• **Task 1**
Count the lines in the listing that contain the string "magnifying", and give only the number.

• **Extract**
[Congressional Record Volume 158, Number 25 (Wednesday, February 15, 2012)]
[Senate]
[Page S803]
From the Congressional Record Online through the Government Publishing Office [www.gpo.gov]
PROMOTING PERMANENT FAMILY CARE FOR CHILDREN
Mr. MERKLEY. Mr. President, I ask unanimous consent that the Senate
proceed to the consideration of S. Res. 378, which was submitted
earlier today.
The PRESIDING OFFICER. The clerk will report the resolution by title.
The assistant legislative clerk read as follows:
A resolution (S. Res. 378) expressing the sense of the
Senate that children should have a safe, loving, nurturing,
and permanent family and that it is the policy of the United
States that family reunification, kinship care, or domestic
and inter-country adoption promotes permanency and stability
to a greater degree than long-term institutionalization and
long-term, continually disrupted foster care.
There being no objection, the Senate proceeded to consider the
resolution.
Mr. MERKLEY. Mr. President, I further ask that the resolution be
agreed to, the preamble be agreed to, the motions to reconsider be laid
upon the table with no intervening action or debate, and that any
statements related to the resolution be printed in the Record.
The PRESIDING OFFICER. Without objection, it is so ordered.
The resolution (S. Res. 378) was agreed to.
The preamble was agreed to.

• **Record excerpts**

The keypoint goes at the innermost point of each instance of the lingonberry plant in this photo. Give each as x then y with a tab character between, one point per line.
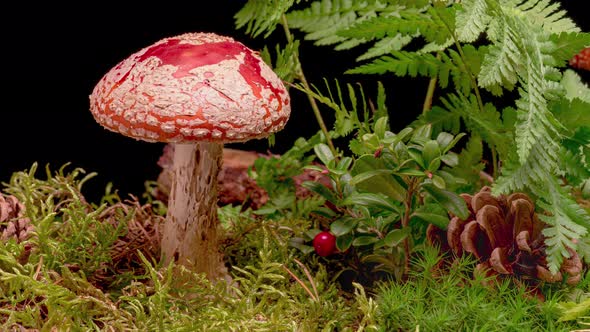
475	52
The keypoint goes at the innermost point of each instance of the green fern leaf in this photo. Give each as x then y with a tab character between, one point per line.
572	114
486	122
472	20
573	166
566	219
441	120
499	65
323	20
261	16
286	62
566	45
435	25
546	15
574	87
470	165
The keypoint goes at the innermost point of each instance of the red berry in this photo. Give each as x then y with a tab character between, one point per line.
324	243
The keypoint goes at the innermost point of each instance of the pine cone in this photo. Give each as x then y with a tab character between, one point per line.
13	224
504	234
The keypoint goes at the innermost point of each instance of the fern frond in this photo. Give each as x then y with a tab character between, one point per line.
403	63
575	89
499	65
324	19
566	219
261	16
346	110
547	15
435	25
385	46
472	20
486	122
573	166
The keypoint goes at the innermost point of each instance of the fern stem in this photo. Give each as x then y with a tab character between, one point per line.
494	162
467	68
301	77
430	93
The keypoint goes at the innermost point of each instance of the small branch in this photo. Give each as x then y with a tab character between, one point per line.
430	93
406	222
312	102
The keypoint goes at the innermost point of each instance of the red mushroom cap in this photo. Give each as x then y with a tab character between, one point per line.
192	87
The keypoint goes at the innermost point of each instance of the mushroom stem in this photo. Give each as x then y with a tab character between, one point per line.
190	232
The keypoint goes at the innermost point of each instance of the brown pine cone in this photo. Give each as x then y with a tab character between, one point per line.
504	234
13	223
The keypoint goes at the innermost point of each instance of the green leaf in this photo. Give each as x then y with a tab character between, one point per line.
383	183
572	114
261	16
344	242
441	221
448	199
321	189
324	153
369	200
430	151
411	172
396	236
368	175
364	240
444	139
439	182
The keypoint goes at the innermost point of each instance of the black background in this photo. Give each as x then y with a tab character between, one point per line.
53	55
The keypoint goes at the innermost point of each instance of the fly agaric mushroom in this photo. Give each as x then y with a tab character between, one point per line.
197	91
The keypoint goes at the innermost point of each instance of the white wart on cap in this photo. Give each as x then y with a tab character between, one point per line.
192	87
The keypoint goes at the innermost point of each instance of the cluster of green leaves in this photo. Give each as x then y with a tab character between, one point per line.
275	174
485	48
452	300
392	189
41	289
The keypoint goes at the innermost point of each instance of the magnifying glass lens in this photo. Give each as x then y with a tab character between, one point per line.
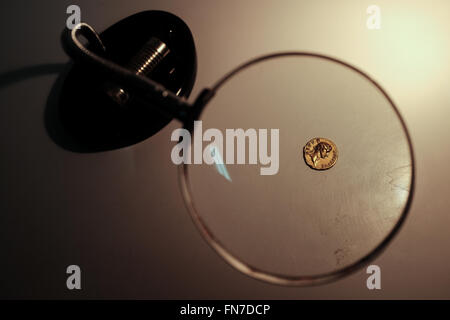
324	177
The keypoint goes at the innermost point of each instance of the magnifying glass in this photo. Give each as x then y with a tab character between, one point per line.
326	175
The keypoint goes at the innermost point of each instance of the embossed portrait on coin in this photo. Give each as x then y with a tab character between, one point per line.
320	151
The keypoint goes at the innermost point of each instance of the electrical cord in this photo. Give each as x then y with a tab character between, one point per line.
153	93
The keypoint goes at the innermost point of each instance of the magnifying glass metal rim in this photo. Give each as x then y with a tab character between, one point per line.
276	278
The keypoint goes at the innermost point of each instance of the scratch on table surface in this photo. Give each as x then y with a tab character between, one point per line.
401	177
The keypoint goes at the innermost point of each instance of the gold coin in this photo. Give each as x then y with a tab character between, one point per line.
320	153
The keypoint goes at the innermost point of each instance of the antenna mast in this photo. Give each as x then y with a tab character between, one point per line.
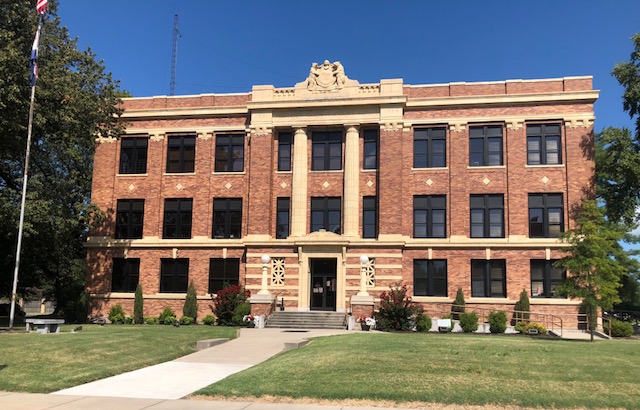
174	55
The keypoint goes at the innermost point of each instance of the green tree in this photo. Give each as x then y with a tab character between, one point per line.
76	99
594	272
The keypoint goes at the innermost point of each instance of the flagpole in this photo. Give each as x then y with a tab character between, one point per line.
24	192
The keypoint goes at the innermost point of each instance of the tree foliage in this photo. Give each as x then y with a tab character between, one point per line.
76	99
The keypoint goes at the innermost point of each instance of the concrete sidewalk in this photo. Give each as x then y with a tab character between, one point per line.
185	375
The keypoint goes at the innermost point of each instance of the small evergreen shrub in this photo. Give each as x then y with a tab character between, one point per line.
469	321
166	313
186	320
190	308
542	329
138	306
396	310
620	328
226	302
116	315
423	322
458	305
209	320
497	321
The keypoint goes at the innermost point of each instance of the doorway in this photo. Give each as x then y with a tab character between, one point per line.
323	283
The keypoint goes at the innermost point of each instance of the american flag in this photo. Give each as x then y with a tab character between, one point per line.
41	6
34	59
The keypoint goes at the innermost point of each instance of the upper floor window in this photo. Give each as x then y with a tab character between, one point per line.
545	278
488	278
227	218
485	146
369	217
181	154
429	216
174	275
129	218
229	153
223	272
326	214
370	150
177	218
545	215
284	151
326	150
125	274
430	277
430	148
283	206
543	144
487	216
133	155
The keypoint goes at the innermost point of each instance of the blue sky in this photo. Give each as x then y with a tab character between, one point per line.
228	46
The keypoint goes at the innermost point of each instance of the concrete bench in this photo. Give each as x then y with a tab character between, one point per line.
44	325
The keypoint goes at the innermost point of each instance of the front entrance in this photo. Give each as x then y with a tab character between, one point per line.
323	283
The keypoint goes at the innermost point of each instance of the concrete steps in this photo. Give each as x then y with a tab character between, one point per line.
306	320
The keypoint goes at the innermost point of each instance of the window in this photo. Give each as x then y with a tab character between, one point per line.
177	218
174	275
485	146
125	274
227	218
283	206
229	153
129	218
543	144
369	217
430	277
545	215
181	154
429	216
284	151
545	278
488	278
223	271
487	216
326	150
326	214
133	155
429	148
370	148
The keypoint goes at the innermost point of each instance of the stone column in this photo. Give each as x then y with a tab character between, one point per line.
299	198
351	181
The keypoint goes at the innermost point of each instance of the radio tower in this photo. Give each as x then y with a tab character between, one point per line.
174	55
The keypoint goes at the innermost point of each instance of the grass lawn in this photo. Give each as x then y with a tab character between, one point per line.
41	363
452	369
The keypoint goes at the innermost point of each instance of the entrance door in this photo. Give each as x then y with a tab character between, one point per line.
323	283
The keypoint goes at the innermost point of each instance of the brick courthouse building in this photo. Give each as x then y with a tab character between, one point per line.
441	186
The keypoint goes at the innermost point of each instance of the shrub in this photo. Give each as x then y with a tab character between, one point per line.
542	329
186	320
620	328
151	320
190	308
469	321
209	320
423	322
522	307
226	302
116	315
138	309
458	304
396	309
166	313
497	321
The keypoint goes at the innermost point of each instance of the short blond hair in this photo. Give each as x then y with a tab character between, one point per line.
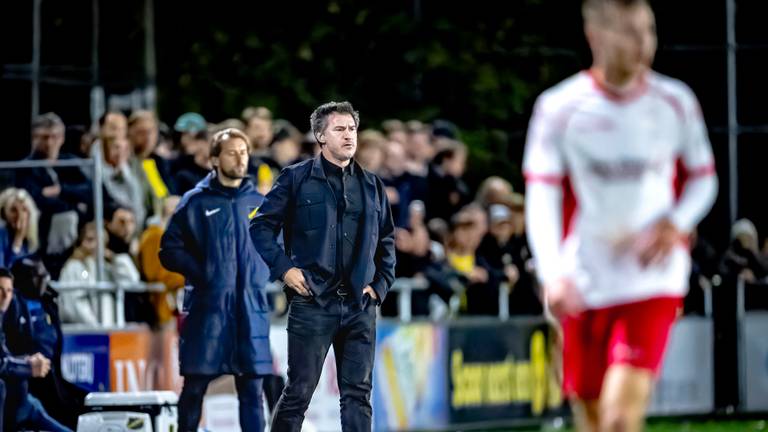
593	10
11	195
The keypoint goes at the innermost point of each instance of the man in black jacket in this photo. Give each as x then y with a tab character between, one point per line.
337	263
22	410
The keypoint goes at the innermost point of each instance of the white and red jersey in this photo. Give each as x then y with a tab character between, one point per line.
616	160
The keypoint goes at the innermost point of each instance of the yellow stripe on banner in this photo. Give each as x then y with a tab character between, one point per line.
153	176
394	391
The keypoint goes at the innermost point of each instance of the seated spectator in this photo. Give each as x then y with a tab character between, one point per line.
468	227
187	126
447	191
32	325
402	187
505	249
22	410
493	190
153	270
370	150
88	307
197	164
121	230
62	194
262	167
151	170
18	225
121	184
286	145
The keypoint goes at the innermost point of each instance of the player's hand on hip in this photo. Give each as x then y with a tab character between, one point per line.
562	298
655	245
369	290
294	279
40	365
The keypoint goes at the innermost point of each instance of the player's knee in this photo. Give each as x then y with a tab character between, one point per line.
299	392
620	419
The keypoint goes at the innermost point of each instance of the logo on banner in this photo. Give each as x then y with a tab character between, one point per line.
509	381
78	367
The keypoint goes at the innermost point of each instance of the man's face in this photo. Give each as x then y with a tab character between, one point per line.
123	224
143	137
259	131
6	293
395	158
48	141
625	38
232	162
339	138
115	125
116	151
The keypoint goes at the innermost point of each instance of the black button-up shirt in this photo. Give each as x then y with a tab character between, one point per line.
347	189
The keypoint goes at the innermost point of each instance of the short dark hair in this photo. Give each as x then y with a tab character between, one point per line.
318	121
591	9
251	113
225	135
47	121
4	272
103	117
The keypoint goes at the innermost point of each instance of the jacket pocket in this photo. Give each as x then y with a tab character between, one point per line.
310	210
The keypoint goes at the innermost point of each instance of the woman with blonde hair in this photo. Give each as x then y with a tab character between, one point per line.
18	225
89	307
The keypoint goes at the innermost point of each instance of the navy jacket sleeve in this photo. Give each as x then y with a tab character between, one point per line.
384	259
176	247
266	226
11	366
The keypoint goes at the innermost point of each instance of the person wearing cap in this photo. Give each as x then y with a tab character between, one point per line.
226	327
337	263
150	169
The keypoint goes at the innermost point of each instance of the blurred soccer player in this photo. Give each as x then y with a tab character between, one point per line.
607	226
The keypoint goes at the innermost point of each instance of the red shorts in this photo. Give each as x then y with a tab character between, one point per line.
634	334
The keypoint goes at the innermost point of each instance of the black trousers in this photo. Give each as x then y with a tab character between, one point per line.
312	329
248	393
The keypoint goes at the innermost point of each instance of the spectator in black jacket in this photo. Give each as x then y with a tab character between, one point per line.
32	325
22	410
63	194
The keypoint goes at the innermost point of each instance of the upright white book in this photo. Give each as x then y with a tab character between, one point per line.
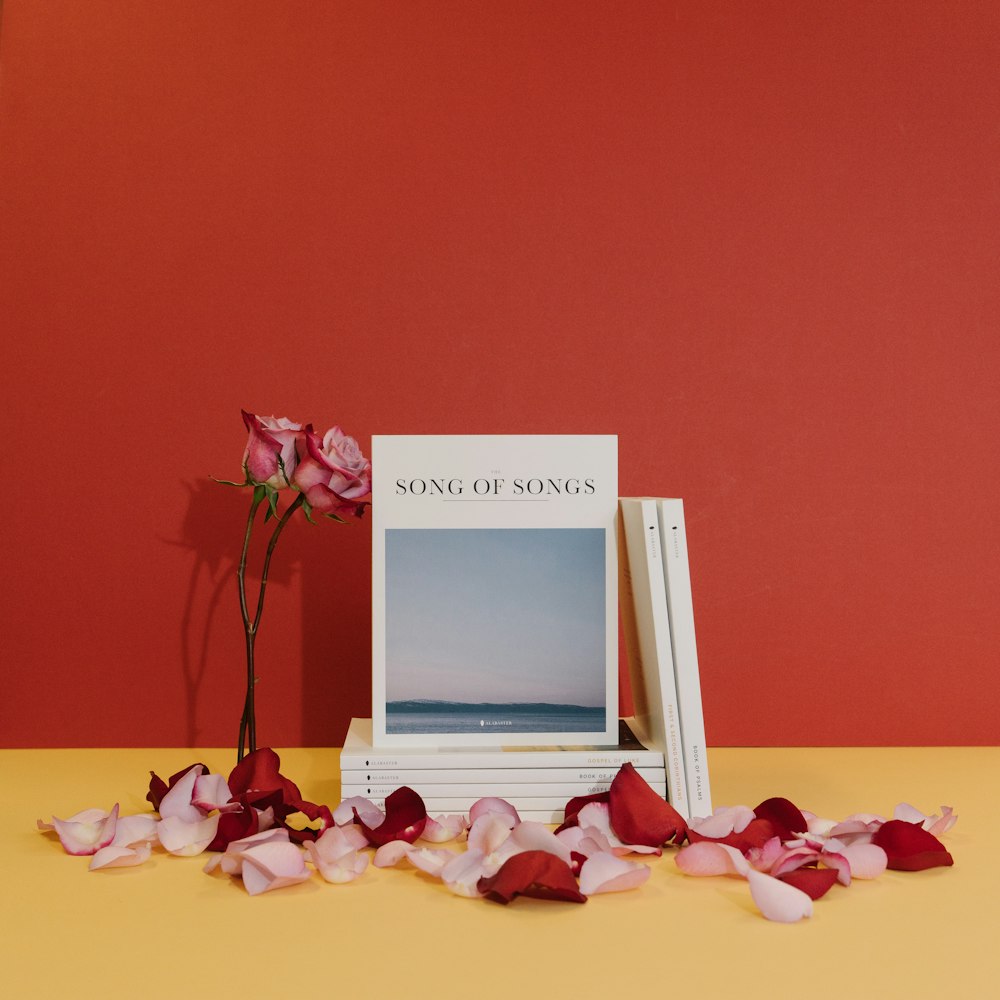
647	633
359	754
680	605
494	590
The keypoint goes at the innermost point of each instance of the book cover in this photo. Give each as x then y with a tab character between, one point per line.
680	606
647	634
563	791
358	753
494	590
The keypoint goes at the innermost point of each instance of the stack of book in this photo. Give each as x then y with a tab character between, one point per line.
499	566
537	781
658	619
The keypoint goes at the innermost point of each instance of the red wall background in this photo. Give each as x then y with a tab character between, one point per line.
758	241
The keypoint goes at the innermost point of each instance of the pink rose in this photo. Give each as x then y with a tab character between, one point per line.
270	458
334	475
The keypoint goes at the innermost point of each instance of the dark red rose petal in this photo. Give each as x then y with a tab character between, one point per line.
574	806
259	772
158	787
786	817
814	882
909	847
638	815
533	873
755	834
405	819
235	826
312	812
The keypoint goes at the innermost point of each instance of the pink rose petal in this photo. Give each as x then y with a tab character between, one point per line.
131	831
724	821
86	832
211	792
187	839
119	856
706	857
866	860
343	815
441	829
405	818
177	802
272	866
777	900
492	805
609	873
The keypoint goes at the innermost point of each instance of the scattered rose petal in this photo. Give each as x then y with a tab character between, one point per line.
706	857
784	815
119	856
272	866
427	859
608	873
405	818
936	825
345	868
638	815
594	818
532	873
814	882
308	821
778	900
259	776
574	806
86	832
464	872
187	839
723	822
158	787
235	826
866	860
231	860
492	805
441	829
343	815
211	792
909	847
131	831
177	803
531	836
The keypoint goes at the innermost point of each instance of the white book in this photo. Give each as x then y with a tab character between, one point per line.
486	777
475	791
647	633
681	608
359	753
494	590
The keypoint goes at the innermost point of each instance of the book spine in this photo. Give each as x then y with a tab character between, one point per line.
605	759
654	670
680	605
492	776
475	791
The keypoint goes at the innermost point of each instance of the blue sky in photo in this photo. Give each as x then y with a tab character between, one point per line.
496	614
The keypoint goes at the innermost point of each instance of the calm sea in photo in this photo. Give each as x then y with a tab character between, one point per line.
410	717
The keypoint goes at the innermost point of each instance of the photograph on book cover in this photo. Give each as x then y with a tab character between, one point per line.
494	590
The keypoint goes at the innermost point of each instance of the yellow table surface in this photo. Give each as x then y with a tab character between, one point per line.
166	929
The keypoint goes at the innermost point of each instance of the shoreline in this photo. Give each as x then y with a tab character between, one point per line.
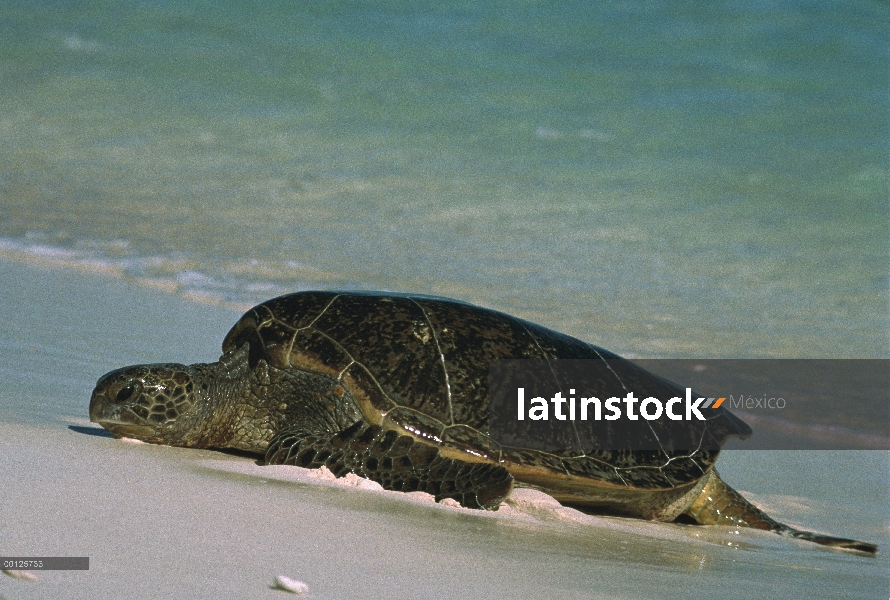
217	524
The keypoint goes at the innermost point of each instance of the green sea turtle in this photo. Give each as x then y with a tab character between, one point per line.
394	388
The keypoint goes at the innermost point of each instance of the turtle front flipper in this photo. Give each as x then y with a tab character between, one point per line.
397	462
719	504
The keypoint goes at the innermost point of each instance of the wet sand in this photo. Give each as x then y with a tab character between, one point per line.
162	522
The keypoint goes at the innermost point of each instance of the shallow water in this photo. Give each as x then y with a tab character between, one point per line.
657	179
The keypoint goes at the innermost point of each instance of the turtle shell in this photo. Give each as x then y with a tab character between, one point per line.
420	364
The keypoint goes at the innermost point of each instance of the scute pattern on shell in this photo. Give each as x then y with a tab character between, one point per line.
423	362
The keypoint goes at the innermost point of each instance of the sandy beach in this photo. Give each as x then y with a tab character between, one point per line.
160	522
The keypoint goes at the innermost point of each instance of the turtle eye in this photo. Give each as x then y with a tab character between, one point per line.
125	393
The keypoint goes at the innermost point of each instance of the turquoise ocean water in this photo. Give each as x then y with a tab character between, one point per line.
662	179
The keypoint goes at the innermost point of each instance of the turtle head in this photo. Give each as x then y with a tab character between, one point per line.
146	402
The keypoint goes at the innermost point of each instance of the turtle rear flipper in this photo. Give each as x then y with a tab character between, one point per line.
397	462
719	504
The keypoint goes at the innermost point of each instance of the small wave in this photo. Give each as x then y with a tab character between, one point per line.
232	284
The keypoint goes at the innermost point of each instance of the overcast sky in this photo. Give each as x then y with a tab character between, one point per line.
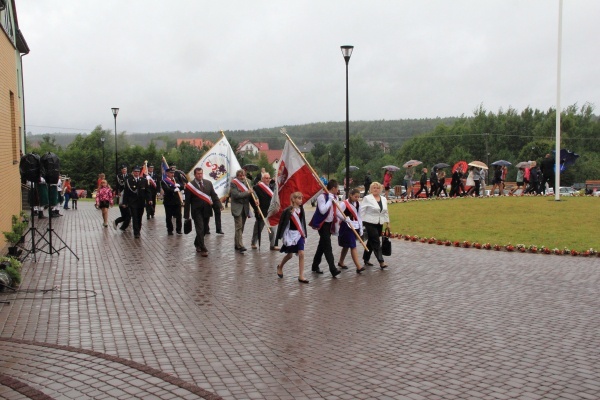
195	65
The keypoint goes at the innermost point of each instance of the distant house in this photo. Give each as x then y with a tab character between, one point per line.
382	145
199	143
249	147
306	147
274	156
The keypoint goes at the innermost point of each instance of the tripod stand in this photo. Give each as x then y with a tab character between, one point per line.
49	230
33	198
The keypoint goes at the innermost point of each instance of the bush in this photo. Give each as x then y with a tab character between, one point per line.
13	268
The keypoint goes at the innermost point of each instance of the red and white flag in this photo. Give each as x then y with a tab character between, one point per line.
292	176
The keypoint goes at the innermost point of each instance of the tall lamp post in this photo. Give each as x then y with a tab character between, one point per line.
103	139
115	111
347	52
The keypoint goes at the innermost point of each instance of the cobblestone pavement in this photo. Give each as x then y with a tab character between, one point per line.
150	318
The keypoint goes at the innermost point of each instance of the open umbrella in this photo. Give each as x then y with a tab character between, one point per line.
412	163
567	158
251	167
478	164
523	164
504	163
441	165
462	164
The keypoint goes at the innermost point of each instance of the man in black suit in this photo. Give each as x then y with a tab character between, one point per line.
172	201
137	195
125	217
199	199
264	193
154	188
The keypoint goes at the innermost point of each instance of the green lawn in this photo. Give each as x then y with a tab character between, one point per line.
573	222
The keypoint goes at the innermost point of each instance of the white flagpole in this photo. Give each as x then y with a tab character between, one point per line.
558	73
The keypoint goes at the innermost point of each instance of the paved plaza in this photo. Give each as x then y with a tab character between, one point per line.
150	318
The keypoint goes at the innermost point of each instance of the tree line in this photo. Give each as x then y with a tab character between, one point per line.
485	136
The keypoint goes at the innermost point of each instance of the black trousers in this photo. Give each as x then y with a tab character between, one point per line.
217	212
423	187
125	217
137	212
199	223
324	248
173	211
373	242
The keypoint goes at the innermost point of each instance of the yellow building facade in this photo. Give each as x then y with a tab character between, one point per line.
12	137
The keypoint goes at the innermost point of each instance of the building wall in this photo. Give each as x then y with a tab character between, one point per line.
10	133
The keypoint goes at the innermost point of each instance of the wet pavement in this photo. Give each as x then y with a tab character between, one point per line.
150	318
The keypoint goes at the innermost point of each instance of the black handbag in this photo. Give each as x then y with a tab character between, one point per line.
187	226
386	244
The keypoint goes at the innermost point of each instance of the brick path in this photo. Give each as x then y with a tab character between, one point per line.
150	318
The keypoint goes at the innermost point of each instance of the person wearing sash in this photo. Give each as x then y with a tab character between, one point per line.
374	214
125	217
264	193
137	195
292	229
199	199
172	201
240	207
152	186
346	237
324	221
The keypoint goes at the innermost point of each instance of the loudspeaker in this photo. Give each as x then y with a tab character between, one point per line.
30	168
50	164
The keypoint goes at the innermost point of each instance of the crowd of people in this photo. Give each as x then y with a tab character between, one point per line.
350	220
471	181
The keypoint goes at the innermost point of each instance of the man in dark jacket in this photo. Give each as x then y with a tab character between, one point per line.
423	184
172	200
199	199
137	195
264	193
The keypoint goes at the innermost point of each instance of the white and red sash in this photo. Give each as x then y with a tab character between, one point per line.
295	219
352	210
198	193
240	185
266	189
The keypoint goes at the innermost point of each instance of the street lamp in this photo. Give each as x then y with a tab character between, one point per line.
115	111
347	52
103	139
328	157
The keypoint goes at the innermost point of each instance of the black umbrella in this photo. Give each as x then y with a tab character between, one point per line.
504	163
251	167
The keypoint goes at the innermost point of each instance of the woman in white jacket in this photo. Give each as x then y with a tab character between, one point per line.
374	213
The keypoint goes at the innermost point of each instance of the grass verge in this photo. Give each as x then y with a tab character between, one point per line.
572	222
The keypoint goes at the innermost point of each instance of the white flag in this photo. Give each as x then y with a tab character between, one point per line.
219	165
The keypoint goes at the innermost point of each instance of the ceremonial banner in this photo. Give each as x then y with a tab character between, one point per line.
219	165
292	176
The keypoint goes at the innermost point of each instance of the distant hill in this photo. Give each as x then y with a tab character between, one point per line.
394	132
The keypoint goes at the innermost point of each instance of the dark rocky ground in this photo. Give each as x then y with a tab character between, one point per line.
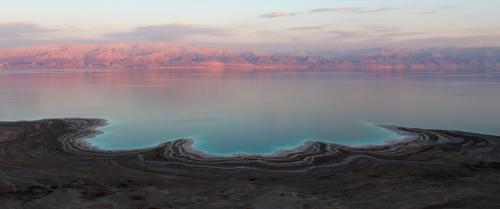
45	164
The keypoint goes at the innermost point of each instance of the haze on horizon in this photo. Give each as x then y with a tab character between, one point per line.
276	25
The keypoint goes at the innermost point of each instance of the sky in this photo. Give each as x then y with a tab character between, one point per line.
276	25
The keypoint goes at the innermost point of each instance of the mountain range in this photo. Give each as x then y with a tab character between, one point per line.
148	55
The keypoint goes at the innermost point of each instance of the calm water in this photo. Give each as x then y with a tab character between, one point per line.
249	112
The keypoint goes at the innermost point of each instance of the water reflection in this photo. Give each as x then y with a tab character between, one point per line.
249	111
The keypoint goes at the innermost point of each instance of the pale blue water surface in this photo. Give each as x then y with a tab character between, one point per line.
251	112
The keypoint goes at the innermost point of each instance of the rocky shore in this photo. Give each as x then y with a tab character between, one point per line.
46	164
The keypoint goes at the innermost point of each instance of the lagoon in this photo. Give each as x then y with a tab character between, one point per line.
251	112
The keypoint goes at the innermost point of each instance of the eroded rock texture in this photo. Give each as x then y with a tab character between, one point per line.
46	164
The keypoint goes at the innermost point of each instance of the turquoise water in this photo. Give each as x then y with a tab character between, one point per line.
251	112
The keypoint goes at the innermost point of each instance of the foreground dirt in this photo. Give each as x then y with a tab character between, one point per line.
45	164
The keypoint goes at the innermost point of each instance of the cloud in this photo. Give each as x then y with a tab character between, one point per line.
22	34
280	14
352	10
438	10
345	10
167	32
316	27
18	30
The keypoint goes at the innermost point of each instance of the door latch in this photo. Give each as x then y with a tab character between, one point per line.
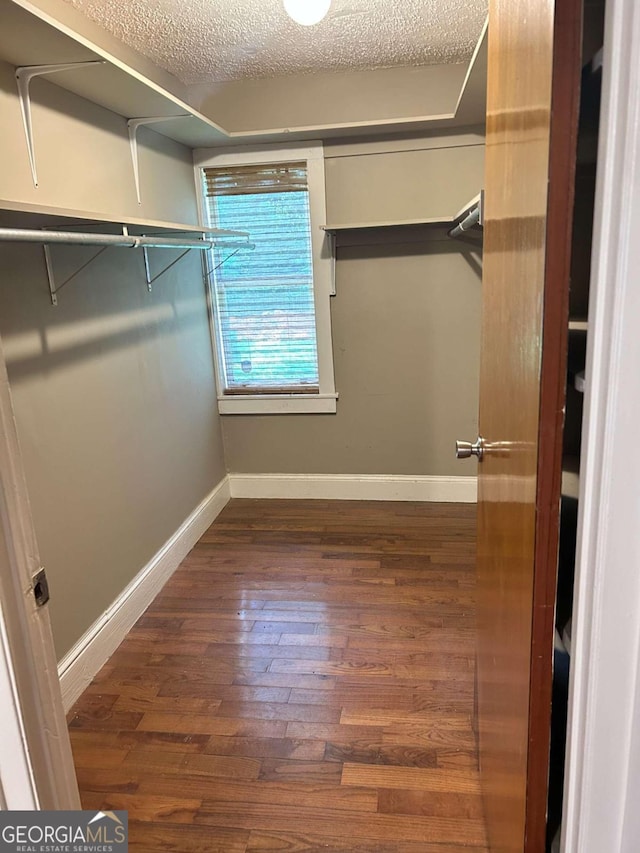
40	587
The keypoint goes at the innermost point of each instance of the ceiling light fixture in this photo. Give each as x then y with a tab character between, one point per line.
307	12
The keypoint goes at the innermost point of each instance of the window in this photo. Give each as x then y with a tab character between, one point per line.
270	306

• **Task 2**
Transcribe the stretch of the Senate record from "The assistant legislative" through "resolution.".

• **Full answer 1**
3

• **Full answer 2**
The assistant legislative clerk read as follows:
A resolution (S. Res. 378) expressing the sense of the
Senate that children should have a safe, loving, nurturing,
and permanent family and that it is the policy of the United
States that family reunification, kinship care, or domestic
and inter-country adoption promotes permanency and stability
to a greater degree than long-term institutionalization and
long-term, continually disrupted foster care.
There being no objection, the Senate proceeded to consider the
resolution.